Shortage of UK Skills due to Immigration rules
All large economies face skills shortages in certain sectors from time to time. However, according to a recent report by the Recruitment and Employment Confederation, or REC, there were some significant shortages among the UK's workforce over the course of 2014, and things may become more acute in the New Year. The study said that the shortages of suitably skilled people were not just in sectors where they are often expected, such as IT and engineering, but there was also an increasing demand for skilled manual workers, like brick layers, too.
The report found that recruitment agencies continued to find more work for people during the month of November and that pay was steadily, if slowly, increasing during that period. This, the report claimed, was the case even though there were signs that the rate of growth the UK economy has enjoyed since the global economic downturn was starting to be arrested. If the economy of Great Britain is really beginning to slow down somewhat, but pay is modestly rising, the answer must be down to the supply and demand of skills in certain sectors of the economy. With much of the rest of Europe facing far mare difficult to manage economic woes, it may well be that the UK remains among the most popular places for migrants to consider working. Of course, the availability of work for skilled and professional people is just one factor of many, but it seems that the UK's relatively buoyant labour market continues to make it an attractive proposition.

» Set task 1
Pull out every line of the records below that contains the word "leaf".

» Records provided
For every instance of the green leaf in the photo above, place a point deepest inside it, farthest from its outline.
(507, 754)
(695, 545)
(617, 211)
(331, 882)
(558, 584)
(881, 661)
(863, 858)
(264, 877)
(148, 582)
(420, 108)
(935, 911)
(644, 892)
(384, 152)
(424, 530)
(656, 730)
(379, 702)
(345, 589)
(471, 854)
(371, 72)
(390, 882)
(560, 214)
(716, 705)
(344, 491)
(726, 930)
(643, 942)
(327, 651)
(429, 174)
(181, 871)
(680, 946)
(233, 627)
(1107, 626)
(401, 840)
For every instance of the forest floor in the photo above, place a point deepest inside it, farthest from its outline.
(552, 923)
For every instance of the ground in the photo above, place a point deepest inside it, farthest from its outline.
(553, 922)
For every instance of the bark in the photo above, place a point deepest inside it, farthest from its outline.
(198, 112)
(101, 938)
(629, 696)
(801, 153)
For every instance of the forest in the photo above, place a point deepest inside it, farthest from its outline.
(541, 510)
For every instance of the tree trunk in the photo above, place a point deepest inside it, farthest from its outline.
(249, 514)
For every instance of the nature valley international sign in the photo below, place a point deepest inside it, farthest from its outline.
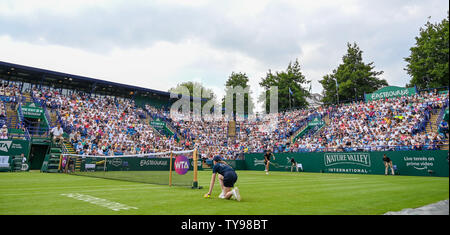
(32, 111)
(390, 92)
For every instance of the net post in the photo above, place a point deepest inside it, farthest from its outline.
(170, 169)
(195, 162)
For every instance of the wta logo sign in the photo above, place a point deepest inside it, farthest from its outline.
(181, 165)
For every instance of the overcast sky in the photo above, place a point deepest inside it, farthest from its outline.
(159, 44)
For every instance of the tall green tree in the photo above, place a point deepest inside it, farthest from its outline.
(292, 86)
(351, 79)
(428, 62)
(239, 80)
(206, 94)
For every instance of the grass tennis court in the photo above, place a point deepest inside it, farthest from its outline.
(280, 193)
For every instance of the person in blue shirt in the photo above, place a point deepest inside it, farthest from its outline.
(227, 179)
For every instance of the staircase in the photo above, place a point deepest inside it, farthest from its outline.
(12, 116)
(445, 147)
(431, 126)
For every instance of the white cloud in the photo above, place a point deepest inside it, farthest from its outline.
(158, 44)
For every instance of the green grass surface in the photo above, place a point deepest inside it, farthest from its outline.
(280, 193)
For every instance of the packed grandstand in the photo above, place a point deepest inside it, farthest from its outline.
(97, 124)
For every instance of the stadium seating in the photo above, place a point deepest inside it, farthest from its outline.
(101, 125)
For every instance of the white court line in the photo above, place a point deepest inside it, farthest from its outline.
(115, 206)
(81, 190)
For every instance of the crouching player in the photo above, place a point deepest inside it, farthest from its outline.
(227, 179)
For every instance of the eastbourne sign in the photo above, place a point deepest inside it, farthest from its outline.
(390, 92)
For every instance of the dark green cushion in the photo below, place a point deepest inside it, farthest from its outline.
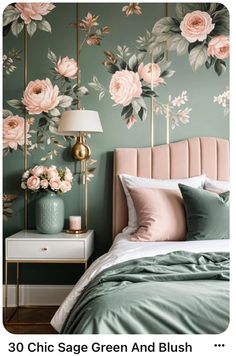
(207, 213)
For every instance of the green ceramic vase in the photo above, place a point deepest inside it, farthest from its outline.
(49, 211)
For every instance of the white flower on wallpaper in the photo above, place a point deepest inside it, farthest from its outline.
(199, 29)
(9, 61)
(13, 131)
(96, 85)
(29, 14)
(223, 100)
(134, 78)
(132, 9)
(173, 110)
(46, 100)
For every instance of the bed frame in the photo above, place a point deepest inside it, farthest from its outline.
(183, 159)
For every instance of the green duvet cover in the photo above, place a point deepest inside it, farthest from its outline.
(176, 293)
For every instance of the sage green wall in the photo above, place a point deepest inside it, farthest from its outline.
(206, 118)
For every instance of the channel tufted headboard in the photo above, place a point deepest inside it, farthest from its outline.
(181, 159)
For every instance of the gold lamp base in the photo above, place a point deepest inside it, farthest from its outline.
(76, 232)
(80, 151)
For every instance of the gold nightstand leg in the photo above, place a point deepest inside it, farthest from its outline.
(17, 284)
(6, 289)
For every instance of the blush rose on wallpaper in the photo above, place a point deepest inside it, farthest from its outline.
(135, 76)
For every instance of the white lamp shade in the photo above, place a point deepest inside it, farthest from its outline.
(75, 121)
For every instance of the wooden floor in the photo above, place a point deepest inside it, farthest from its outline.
(31, 316)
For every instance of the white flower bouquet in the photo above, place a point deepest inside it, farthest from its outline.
(47, 179)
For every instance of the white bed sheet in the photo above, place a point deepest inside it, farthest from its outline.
(123, 250)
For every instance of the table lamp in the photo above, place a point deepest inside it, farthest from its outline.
(78, 123)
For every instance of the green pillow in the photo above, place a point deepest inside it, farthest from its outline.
(207, 213)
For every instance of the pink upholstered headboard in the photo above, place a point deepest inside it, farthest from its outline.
(182, 159)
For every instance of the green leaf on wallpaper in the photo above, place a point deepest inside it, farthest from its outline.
(197, 57)
(31, 28)
(141, 55)
(167, 73)
(173, 43)
(221, 27)
(55, 112)
(14, 103)
(158, 58)
(6, 113)
(44, 26)
(163, 37)
(157, 49)
(182, 46)
(219, 67)
(212, 8)
(112, 68)
(65, 101)
(181, 11)
(165, 24)
(52, 57)
(127, 111)
(210, 62)
(123, 64)
(17, 27)
(10, 14)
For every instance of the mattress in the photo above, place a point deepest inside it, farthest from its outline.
(124, 250)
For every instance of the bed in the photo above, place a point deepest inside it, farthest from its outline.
(155, 287)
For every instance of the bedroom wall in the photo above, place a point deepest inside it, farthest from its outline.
(206, 118)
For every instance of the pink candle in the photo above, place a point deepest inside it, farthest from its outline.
(75, 222)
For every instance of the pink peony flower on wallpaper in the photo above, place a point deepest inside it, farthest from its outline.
(13, 131)
(40, 96)
(33, 183)
(65, 186)
(151, 73)
(219, 47)
(33, 11)
(125, 86)
(46, 178)
(38, 170)
(67, 67)
(55, 183)
(44, 183)
(68, 175)
(196, 25)
(51, 172)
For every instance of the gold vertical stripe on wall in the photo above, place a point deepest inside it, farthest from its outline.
(83, 164)
(78, 47)
(166, 58)
(152, 108)
(25, 126)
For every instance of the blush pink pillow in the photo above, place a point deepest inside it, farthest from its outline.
(161, 214)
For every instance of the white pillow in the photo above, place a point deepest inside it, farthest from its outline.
(217, 184)
(134, 182)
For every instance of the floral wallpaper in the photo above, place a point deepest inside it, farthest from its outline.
(166, 63)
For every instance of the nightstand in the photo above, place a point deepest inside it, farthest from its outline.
(29, 246)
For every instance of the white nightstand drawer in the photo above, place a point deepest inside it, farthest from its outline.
(45, 250)
(30, 245)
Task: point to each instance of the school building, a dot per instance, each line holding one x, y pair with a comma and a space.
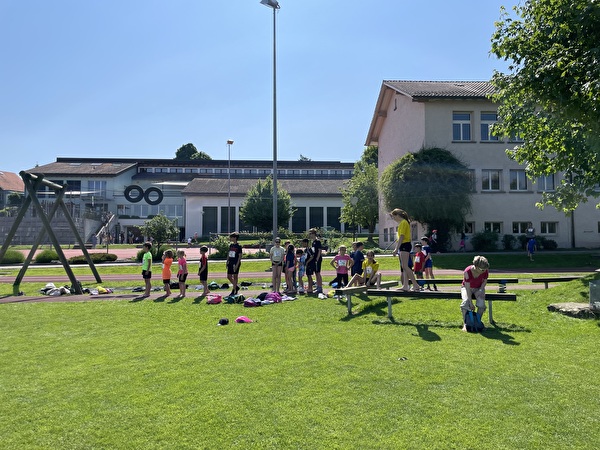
457, 116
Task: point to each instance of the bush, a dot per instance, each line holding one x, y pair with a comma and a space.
46, 256
13, 257
509, 241
96, 258
485, 241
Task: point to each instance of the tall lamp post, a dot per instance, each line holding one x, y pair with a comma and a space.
273, 4
229, 144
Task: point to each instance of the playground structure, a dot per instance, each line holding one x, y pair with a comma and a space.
32, 184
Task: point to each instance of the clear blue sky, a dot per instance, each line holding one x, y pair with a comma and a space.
140, 78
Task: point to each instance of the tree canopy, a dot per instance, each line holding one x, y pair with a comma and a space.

» Set task 2
Reproduce word for word the passage of the article on UK skills shortages that opens with "Shortage of UK" and closes with "brick layers, too.".

» Task output 1
For every instance of the green leaf in the photo above, place a point deepest inside it, farthest from its outline.
For every instance of the green leaf on wallpaper in the photo above, place a point deepest inside it, farthest from its outline.

» Task output 2
Shortage of UK Skills due to Immigration rules
All large economies face skills shortages in certain sectors from time to time. However, according to a recent report by the Recruitment and Employment Confederation, or REC, there were some significant shortages among the UK's workforce over the course of 2014, and things may become more acute in the New Year. The study said that the shortages of suitably skilled people were not just in sectors where they are often expected, such as IT and engineering, but there was also an increasing demand for skilled manual workers, like brick layers, too.